所给文本 -
配置algolia
_1、注册账号
首先需要去 algolia 官网注册自己的账号,可以直接使用 Github 或者其他邮箱注册登录。
新账号会自动创建一个Application ,也可以自己创建一个新的
点击确定后接着下一个页面继续点击create Application
按钮,然后点击NEXT
就创建了一个新的Application,创建完成后点击
Skip for now
,不然会根据域名生成index名称,爬虫配置也不对
_2、新建index
按下图步骤创建index
_3、验证域名
按要求验证域名
然后点击Skip for now
进行下一步骤
_4、配置爬虫
按下图所示新建爬虫
新建后点击爬虫名称进入爬虫配置
爬虫配置如下,将域名
和indexName
改成自己配置的,配置完成后点击右上角start Crawling
开始爬取网站内容
_1、只爬取正文
new Crawler({
appId: "",
apiKey: "",
indexPrefix: "",
rateLimit: 8,
startUrls: ["https://vp.xiaoying.org.cn/"],
renderJavaScript: false,
sitemaps: ["https://vp.xiaoying.org.cn/sitemap.xml"],
exclusionPatterns: [],
ignoreCanonicalTo: false,
discoveryPatterns: ["https://vp.xiaoying.org.cn/**"],
schedule: "on the first day of the month",
actions: [
{
indexName: "blog",
pathsToMatch: ["https://vp.xiaoying.org.cn/**"],
recordExtractor: ({ $, helpers }) => {
return helpers.docsearch({
recordProps: {
lvl1: ".content h1",
content: ".content p, .content li",
lvl0: {
selectors: "section.has-active div h2",
defaultValue: "Documentation",
},
lvl2: ".content h2",
lvl3: ".content h3",
lvl4: ".content h4",
lvl5: ".content h5",
},
indexHeadings: true,
});
},
},
],
initialIndexSettings: {
blog: {
attributesForFaceting: ["type", "lang"],
attributesToRetrieve: ["hierarchy", "content", "anchor", "url"],
attributesToHighlight: ["hierarchy", "hierarchy_camel", "content"],
attributesToSnippet: ["content:10"],
camelCaseAttributes: ["hierarchy", "hierarchy_radio", "content"],
searchableAttributes: [
"unordered(hierarchy_radio_camel.lvl0)",
"unordered(hierarchy_radio.lvl0)",
"unordered(hierarchy_radio_camel.lvl1)",
"unordered(hierarchy_radio.lvl1)",
"unordered(hierarchy_radio_camel.lvl2)",
"unordered(hierarchy_radio.lvl2)",
"unordered(hierarchy_radio_camel.lvl3)",
"unordered(hierarchy_radio.lvl3)",
"unordered(hierarchy_radio_camel.lvl4)",
"unordered(hierarchy_radio.lvl4)",
"unordered(hierarchy_radio_camel.lvl5)",
"unordered(hierarchy_radio.lvl5)",
"content",
],
distinct: true,
attributeForDistinct: "url",
customRanking: [
"desc(weight.pageRank)",
"desc(weight.level)",
"asc(weight.position)",
],
ranking: [
"words",
"filters",
"typo",
"attribute",
"proximity",
"exact",
"custom",
],
highlightPreTag: '<span class="algolia-highlight">',
highlightPostTag: "</span>",
minWordSizefor1Typo: 3,
minWordSizefor2Typos: 7,
allowTyposOnNumericTokens: false,
minProximity: 1,
ignorePlurals: true,
advancedSyntax: true,
removeWordsIfNoResults: "allOptional",
},
},
});
_2、同时爬取代码块
正文和代码块分开
new Crawler({
appId: "",
apiKey: "",
rateLimit: 8,
startUrls: ["https://vp.xiaoying.org.cn/"],
renderJavaScript: false,
sitemaps: ["https://vp.xiaoying.org.cn/sitemap.xml"],
exclusionPatterns: ["https://vp.xiaoying.org.cn/config/theme"],
ignoreCanonicalTo: false,
discoveryPatterns: ["https://vp.xiaoying.org.cn/**"],
schedule: "on the first day of the month",
actions: [
{
indexName: "blog",
pathsToMatch: ["https://vp.xiaoying.org.cn/**"],
recordExtractor: ({ url, $, helpers }) => {
const contentSelector = ".content";
const $content = $(contentSelector);
if (!$content.length) return [];
// === 1) 统一给元素编序 + 挂载 data-order,顺手建 pre 前缀->序号 表 ===
const elementOrderMap = new Map();
let currentOrder = 1;
// 生成与之前一致的 key(但仅用于内部 Map,不再做选择器查询)

任务要求 -
a – 根据 algolia 配置教程,爬虫配置完成后应点击哪个按钮开始爬取网站内容?
b – 判断以下说法是否与 algolia 配置教程相符,逐条回答"是"或"否",并原样引用教程中起决定作用的文字:(i) 可以直接使用 Github 注册 algolia 账号;(ii) 在只爬取正文的配置中,rateLimit 设为 10;(iii) 在同时爬取代码块的配置中,exclusionPatterns 为空。
c – 请接着 algolia 配置教程的最后一行往下续写。

数据条目 -

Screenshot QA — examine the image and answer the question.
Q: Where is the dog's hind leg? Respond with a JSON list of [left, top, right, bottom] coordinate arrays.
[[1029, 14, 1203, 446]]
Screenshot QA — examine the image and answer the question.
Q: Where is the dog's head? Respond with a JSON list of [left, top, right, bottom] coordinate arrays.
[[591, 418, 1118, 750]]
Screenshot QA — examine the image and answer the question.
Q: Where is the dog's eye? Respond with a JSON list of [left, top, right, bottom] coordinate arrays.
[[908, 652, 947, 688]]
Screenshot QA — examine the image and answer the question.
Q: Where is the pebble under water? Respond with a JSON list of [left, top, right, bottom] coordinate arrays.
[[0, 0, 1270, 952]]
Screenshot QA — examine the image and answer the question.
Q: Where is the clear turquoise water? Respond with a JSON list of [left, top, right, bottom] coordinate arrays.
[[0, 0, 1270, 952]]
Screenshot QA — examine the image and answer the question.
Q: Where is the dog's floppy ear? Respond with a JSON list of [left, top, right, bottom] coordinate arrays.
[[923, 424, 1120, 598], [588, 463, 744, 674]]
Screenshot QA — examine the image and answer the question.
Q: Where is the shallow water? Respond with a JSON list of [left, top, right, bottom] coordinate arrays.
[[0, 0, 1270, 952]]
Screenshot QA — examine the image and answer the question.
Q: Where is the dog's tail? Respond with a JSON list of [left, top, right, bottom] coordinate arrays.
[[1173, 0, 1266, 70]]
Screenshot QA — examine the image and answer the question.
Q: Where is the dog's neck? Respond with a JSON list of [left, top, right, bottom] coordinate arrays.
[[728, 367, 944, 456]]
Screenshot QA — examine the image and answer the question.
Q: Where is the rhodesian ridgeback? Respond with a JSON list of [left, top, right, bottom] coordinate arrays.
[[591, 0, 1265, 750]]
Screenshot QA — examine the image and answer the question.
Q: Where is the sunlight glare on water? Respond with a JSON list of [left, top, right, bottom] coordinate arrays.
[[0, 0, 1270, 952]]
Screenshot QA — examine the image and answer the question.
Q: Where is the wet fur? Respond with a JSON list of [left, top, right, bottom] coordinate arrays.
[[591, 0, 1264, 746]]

各题答案 -
a – 点击右上角的 start Crawling。

b –
(i) 是:"可以直接使用 Github 或者其他邮箱注册登录"
(ii) 否:"rateLimit: 8,"
(iii) 否:"exclusionPatterns: ["https://vp.xiaoying.org.cn/config/theme"],"

c –
const makeKey = ($elem) => {
return `${$elem.prop("tagName")}-${$elem
.text()
.substring(0, 10)
.replace(/[\s"']/g, "")}-${$elem.parent().attr("class") || ""}`;
};
$content.find("h2, h3, p, li, pre").each((_, elem) => {
const $elem = $(elem);
const elemKey = makeKey($elem);
elementOrderMap.set(elemKey, currentOrder);
// 给原始 DOM 打上序号,后面就不用 :contains 了
$elem.attr("data-order", String(currentOrder));
currentOrder++;
});
// 收集标题 + 范围
const titleElements = [];
$content.find("h2[id], h3[id]").each((_, elem) => {
const $title = $(elem);
const titleId = ($title.attr("id") || "").trim();
const titleKey = makeKey($title);
const titleOrder = elementOrderMap.get(titleKey) || null;
const titleText = $title.text().trim();
if (titleId && titleOrder)
titleElements.push({
id: titleId,
order: titleOrder,
text: titleText,
});
});
titleElements.sort((a, b) => a.order - b.order);
const titleRanges = [];
titleElements.forEach((t, i) => {
const next = titleElements[i + 1];
const endOrder = next ? next.order - 1 : currentOrder;
titleRanges.push({ id: t.id, startOrder: t.order, endOrder });
});
const getAnchorByOrder = (ord) => {
for (const r of titleRanges) {
if (ord >= r.startOrder && ord <= r.endOrder) return r.id;
}
return titleRanges.length ? titleRanges[0].id : "";
};
// ⚠️ 关键:建立 “pre 文本前缀 -> 序号” 映射(不再用 :contains)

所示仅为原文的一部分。